**Passage provided:**
----------

ConcatNeXt: An automated blood cell classification with a new deep convolutional neural network
Mehmet Erten, Prabal Datta Barua, Şengül Doğan, Türker Tuncer, Ru‐San Tan, U. Rajendra Acharya
Abstract
Abstract Examining peripheral blood smears is valuable in clinical settings, yet manual identification of blood cells proves time-consuming. To address this, an automated blood cell image classification system is crucial. Our objective is to develop a precise automated model for detecting various blood cell types, leveraging a novel deep learning architecture. We harnessed a publicly available dataset of 17,092 blood cell images categorized into eight classes. Our innovation lies in ConcatNeXt, a new convolutional neural network. In the spirit of Geoffrey Hinton's approach, we adapted ConvNeXt by substituting the Gaussian error linear unit with a rectified linear unit and layer normalization with batch normalization. We introduced depth concatenation blocks to fuse information effectively and incorporated a patchify layer. Integrating ConcatNeXt with nested patch-based deep feature engineering, featuring downstream iterative neighborhood component analysis and support vector machine-based functions, establishes a comprehensive approach. ConcatNeXt achieved notable validation and test accuracies of 97.43% and 97.77%, respectively. The ConcatNeXt-based feature engineering model further elevated accuracy to 98.73%. Gradient-weighted class activation maps were employed to provide interpretability, offering valuable insights into model decision-making. Our proposed ConcatNeXt and nested patch-based deep feature engineering models excel in blood cell image classification, showcasing remarkable classification performances. These innovations mark significant strides in computer vision-based blood cell analysis.

----------

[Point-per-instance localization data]
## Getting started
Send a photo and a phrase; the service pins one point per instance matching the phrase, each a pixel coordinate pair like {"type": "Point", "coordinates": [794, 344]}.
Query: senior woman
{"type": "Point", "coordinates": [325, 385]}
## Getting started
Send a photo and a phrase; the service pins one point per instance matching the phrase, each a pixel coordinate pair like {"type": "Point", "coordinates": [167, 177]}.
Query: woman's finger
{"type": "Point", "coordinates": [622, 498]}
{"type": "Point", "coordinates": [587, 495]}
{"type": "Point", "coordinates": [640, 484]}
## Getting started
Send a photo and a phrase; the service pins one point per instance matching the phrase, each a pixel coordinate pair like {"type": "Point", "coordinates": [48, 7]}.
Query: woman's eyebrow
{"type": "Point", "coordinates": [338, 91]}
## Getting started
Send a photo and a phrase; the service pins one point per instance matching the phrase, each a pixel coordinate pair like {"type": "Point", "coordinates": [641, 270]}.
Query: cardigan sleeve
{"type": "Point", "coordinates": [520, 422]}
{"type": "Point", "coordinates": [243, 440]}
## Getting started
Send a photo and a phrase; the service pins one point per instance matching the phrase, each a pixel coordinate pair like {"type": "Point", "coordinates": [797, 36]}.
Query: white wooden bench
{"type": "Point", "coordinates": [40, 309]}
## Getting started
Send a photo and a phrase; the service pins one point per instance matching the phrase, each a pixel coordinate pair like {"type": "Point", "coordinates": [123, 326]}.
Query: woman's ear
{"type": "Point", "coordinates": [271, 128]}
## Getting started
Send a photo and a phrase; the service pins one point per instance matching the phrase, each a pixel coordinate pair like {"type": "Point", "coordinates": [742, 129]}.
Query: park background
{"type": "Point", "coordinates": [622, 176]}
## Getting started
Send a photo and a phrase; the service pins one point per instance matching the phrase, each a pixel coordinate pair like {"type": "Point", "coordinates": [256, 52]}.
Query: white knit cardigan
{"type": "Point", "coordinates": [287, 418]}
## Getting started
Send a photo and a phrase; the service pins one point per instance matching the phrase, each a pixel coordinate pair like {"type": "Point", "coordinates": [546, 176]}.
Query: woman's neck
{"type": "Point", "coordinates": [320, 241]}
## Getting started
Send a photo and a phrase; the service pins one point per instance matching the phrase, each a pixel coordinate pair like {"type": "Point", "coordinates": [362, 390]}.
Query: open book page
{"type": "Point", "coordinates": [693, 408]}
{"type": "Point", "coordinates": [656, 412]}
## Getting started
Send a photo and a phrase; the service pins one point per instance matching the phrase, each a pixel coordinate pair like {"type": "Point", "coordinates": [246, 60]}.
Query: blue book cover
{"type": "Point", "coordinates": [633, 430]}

----------

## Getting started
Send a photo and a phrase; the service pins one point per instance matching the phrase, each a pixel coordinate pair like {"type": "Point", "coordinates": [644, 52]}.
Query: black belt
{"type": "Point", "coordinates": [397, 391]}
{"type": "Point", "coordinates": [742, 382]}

----------

**Questions on the material:**
1) List every accuracy percentage reported in the abstract, and say what each one measures.
2) Please state how many images the dataset described in the abstract contains and how many classes they fall into.

**Solutions to each task:**
1)
- 97.43%: ConcatNeXt validation accuracy
- 97.77%: ConcatNeXt test accuracy
- 98.73%: accuracy of the ConcatNeXt-based feature engineering model

2) The dataset contains 17,092 blood cell images in eight classes.